Can you rescale the entries from the line with "[locate] the blue basketball" up to and including the final line, repeating only those lines, requests included, with each answer coordinate multiplied by 1.2 and rounded to a whole number (halves round up)?

> Working data:

_ _ _ _ _

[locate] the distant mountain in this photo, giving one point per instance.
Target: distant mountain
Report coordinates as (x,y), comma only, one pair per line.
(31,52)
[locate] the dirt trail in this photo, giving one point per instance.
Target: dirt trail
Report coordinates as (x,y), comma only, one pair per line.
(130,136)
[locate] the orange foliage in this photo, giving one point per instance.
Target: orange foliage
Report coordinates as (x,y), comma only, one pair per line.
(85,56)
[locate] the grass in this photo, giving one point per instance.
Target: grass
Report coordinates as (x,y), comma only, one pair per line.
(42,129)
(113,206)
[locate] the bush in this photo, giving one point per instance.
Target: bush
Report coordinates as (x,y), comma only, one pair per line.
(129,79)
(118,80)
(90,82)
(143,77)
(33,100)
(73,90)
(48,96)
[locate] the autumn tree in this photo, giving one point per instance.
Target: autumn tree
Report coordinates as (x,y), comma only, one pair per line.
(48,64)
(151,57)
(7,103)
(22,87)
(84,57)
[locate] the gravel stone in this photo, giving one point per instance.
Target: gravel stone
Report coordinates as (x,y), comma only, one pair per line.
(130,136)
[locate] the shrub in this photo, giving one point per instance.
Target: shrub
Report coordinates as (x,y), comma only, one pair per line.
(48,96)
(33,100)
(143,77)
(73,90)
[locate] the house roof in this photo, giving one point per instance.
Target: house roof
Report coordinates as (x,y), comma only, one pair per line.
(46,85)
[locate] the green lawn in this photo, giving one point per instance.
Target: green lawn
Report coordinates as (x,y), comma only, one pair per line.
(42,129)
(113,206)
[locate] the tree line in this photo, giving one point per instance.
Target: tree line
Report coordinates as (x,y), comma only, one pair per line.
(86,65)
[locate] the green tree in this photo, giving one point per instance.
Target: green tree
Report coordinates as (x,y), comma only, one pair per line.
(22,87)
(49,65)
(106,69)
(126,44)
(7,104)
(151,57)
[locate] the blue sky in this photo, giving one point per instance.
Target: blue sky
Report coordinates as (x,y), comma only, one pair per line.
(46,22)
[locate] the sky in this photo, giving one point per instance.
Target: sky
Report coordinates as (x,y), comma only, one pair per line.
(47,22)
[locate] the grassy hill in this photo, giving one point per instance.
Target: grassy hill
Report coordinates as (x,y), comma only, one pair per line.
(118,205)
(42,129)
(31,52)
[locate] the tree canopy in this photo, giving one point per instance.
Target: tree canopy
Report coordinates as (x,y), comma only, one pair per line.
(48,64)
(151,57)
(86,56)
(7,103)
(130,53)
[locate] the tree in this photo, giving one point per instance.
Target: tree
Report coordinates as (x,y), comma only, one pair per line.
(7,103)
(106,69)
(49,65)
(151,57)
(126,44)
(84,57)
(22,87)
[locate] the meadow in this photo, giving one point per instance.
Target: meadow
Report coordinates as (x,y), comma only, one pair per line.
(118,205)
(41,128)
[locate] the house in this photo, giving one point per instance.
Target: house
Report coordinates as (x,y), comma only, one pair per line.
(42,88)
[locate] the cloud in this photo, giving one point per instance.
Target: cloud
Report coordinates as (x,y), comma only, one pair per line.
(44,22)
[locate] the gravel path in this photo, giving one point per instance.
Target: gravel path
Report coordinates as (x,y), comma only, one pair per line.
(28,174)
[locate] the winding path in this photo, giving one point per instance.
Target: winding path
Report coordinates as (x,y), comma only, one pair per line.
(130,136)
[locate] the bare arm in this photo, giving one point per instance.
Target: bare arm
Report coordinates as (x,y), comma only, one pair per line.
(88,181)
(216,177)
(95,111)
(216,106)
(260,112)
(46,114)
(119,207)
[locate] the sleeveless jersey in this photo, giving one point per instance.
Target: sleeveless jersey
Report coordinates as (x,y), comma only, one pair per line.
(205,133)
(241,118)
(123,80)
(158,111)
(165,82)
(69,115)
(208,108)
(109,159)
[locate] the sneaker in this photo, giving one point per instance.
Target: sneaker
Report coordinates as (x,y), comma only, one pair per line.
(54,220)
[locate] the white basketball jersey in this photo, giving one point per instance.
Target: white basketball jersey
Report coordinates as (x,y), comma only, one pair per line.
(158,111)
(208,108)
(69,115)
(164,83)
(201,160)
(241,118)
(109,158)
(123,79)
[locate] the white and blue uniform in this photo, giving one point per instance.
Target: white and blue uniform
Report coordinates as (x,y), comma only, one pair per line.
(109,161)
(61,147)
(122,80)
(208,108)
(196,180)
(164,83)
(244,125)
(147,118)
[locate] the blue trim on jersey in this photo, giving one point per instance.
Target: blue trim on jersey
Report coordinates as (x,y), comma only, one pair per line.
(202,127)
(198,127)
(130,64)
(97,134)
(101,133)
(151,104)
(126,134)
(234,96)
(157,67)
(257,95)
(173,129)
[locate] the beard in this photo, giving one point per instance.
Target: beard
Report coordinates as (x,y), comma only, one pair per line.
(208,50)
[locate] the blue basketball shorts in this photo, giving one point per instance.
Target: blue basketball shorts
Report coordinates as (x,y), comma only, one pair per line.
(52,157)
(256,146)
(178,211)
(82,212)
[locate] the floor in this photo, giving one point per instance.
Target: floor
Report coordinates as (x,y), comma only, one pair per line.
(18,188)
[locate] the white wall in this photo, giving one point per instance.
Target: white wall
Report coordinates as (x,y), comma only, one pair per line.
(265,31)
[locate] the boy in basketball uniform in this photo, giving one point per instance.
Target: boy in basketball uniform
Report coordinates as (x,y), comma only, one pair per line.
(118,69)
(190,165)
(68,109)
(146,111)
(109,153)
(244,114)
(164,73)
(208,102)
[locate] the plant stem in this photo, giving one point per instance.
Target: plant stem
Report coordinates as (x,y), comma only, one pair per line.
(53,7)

_ _ _ _ _

> Completed exercise:
[locate] the blue basketball shorts in this photo, giving one point per instance.
Target: blue basketball shorts
Report coordinates as (x,y), comma only, one pair per line.
(62,188)
(307,175)
(214,253)
(98,254)
[locate] the floor in this photo, giving one point per instance.
Target: floor
Report coordinates as (x,y), comma only, one pair per line.
(22,226)
[locate] the white wall in this photo, giving one point per instance.
Target: white wall
Report coordinates as (x,y), comma only, one pair per line.
(318,37)
[locate] the boy in basketball uniform in this photo, giving one point per instance.
Target: boy in basketball uniform
Report coordinates as (x,y), comma only, one pair per line.
(142,83)
(228,198)
(82,131)
(175,133)
(131,184)
(293,137)
(197,88)
(250,122)
[locate] the plant stem in this photo, giving one point per instance.
Target: plant stem
Report coordinates as (x,y), comma only, one pair per line.
(64,8)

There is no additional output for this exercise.